"I love teaching and I take the art and craft of teaching very seriously. I really enjoy working with students every day, and you need to know that so you’re comfortable seeking me out for help. You’re always welcome in my office. It’s your education, I’m here to help you make it a great one.
The core of my teaching philosophy is this: I aim to make myself useless. If I do my job right, you’ll have the knowledge and skills to be successful without a teacher. This might entail specific professional knowledge about music that is directly relevant to your intended career, but more important, you’ll develop a variety of transferrable skills—critical thinking, research, and writing skills, problem-solving strategies, modes of thought—that will be useful in whatever you do in life. I’m pretty demanding academically, but I’ve worked hard to design courses that move you toward independence, and each assignment, activity, and class experience and their places in the curriculum are carefully considered. Being in a university is a wonderful, kaleidoscopic opportunity, and we should all make it a point to enjoy the ride.”- James Maiello
Dr. James V. Maiello is currently Associate Professor of Musicology, having joined the Desautels Faculty of Music in 2013. He also directs the university’s Collegium Musicum and serves as the Graduate Chair for Music. From 2008 to 2013, Dr. Maiello served on the faculty at Vanderbilt University in Nashville, TN (USA). He also taught music at the middle school level in the Pine Plains CSD (NY, USA) and maintains teacher certification (Music K-12) in New York State.
B.Music in Music Education (S.U.N.Y Fredonia)
M.Music in Music History (Bowling Green State University)
Ph.D. Musicology & European Medieval Studies (University of California, Santa Barbara)

WHAT THIS EXERCISE ASKS:
• A. List every academic degree that the faculty profile names.
• B. Reproduce the faculty profile between "B.Music in Music" and "California, Santa Barbara)", inclusive, switching "Education" to "Pedagogy".

MATERIAL SHOWN:

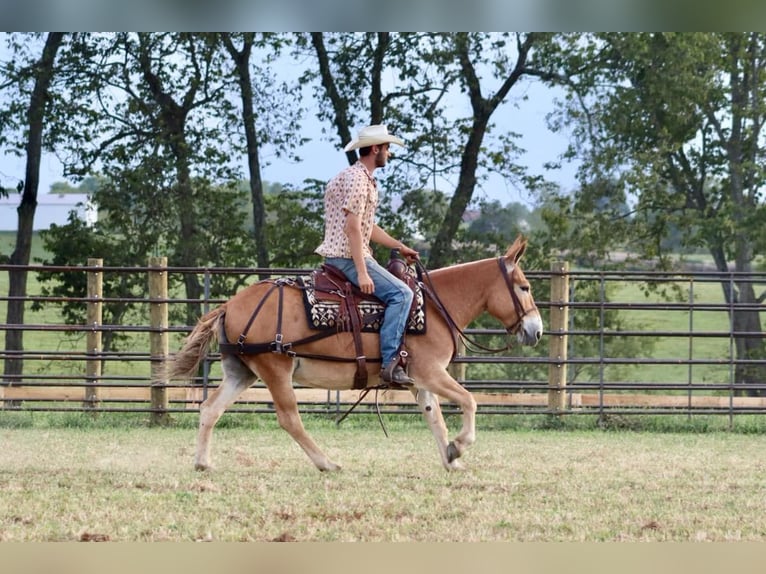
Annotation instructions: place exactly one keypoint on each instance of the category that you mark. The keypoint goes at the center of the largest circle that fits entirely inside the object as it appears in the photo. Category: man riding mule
(350, 201)
(269, 319)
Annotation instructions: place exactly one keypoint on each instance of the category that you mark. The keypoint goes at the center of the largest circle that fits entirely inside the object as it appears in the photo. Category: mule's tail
(185, 363)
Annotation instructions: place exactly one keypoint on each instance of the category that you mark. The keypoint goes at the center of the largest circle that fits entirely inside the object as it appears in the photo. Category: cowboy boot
(394, 373)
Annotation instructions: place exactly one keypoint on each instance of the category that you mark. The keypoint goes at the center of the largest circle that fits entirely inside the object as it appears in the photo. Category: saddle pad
(323, 313)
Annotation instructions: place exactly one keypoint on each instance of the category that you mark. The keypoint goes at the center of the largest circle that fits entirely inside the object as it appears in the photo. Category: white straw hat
(372, 135)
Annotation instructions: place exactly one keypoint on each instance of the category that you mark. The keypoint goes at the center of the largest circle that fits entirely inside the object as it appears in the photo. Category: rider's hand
(409, 254)
(365, 283)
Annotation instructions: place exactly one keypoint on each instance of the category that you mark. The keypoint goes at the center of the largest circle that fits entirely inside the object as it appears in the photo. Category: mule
(462, 292)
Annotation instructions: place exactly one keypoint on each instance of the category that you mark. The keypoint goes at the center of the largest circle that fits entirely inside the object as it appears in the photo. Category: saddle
(334, 302)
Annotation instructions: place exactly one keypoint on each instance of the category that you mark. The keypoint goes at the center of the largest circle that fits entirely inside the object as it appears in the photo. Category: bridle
(457, 333)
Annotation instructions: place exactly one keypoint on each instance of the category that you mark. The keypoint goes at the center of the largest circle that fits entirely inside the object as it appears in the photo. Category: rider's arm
(353, 230)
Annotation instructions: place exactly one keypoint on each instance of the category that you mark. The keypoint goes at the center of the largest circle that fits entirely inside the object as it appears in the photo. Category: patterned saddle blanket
(324, 310)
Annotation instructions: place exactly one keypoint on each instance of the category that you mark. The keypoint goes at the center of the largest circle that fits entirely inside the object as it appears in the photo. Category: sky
(528, 104)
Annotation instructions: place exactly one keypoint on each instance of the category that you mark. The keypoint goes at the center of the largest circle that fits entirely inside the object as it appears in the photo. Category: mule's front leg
(432, 413)
(467, 435)
(442, 384)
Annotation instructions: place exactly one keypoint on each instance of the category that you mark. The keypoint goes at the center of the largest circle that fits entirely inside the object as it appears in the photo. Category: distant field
(8, 243)
(670, 347)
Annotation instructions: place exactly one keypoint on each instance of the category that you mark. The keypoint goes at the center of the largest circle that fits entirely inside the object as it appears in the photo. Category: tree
(677, 122)
(40, 74)
(430, 70)
(255, 105)
(156, 128)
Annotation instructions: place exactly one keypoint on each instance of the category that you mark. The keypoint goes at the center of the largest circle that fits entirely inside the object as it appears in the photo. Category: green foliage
(295, 225)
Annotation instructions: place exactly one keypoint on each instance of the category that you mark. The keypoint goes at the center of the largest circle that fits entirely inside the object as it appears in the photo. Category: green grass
(137, 484)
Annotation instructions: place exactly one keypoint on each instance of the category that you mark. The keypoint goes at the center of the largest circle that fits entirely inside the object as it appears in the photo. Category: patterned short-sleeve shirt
(353, 190)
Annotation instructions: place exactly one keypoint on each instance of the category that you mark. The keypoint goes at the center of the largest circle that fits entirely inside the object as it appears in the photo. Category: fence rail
(592, 360)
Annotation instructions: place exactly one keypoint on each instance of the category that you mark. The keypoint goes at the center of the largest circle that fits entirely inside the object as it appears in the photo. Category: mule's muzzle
(530, 331)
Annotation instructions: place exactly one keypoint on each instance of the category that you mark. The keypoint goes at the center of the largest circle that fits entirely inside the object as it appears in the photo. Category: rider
(350, 200)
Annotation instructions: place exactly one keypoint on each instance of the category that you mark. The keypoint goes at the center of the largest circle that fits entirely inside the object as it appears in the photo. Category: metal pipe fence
(620, 347)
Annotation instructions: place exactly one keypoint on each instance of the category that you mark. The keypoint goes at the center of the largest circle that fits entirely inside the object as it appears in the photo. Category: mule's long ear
(516, 251)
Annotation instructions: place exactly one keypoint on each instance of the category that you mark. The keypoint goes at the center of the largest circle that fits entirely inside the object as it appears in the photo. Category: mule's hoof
(329, 467)
(452, 452)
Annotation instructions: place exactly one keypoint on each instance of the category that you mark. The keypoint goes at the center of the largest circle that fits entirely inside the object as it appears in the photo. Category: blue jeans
(393, 292)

ANSWER SET:
• A.
B.Music in Music Education (S.U.N.Y Fredonia)
M.Music in Music History (Bowling Green State University)
Ph.D. Musicology & European Medieval Studies (University of California, Santa Barbara)

• B.
B.Music in Music Pedagogy (S.U.N.Y Fredonia)
M.Music in Music History (Bowling Green State University)
Ph.D. Musicology & European Medieval Studies (University of California, Santa Barbara)